Object location annotation data
>> begin

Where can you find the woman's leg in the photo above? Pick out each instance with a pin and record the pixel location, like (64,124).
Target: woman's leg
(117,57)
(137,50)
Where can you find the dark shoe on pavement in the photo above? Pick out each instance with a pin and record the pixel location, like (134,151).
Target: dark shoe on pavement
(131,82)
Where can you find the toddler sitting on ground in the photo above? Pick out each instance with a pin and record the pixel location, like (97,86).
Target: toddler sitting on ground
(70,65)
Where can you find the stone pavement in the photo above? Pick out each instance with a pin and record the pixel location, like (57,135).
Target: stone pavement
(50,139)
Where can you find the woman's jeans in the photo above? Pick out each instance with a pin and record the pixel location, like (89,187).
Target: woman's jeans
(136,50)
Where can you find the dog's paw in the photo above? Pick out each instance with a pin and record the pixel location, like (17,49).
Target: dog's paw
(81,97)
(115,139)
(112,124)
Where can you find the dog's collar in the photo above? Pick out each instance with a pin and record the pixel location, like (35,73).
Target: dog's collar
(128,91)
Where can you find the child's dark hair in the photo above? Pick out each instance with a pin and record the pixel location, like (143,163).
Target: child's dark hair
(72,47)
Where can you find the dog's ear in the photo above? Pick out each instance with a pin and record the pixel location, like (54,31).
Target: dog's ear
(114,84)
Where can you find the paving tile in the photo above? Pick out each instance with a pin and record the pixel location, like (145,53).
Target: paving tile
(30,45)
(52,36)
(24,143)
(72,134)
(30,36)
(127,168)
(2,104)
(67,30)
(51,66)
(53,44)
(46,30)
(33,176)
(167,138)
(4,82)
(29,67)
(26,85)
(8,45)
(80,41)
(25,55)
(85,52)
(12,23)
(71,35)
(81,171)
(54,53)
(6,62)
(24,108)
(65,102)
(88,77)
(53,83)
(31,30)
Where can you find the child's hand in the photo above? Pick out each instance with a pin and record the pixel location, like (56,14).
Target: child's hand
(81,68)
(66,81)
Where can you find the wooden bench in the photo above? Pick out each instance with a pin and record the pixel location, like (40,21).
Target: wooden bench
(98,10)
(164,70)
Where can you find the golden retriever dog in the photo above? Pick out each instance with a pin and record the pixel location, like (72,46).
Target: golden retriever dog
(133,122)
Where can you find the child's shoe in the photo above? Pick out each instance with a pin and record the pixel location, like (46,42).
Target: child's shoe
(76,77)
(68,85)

>> end
>> begin

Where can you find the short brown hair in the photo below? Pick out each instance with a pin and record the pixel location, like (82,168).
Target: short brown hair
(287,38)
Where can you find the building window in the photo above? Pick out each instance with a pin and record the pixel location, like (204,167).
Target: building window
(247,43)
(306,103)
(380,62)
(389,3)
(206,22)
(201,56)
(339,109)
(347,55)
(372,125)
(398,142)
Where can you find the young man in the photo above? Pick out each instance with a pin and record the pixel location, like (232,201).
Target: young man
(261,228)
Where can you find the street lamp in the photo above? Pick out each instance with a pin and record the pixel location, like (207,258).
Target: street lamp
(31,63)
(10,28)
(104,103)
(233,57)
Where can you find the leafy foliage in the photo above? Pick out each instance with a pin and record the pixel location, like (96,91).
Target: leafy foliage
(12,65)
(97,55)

>> end

#### [The exercise]
Locate each line in the listing above that contains the string "hair" and copy it out in full. Treat the match as case-sensitive.

#### [Answer for this exercise]
Where can you find the child's dark hair in the photo above? Pick out each instance with a pin and record the pixel location, like (143,163).
Target: child's dark hair
Where can you find the short brown hair in the photo below? Pick out each instance with a pin and record the pixel location, like (82,168).
Target: short brown hair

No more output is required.